■ **SOURCE DATA**:
********************

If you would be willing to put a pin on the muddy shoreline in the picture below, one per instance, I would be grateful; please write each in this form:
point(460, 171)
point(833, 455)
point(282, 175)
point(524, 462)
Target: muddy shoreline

********************

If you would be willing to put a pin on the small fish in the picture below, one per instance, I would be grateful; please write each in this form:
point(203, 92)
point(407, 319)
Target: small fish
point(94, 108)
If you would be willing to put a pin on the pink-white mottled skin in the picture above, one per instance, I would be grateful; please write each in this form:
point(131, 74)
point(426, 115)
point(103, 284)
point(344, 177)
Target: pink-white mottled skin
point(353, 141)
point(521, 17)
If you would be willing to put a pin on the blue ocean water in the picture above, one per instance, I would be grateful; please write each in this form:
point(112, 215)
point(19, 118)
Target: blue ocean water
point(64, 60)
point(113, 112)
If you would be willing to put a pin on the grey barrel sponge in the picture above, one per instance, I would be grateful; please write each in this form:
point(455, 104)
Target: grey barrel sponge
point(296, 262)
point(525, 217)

********************

■ **AIM OF THE EXERCISE**: Precisely the lines between those holding "on the muddy" and "Target: muddy shoreline", inclusive, are to be reproduced from the listing above, with nothing added.

■ **ANSWER TO THE EXERCISE**:
If you would be willing to put a pin on the muddy shoreline in the picture below, one per instance, I would be grateful; please write each in this form:
point(460, 171)
point(833, 455)
point(282, 175)
point(524, 462)
Target: muddy shoreline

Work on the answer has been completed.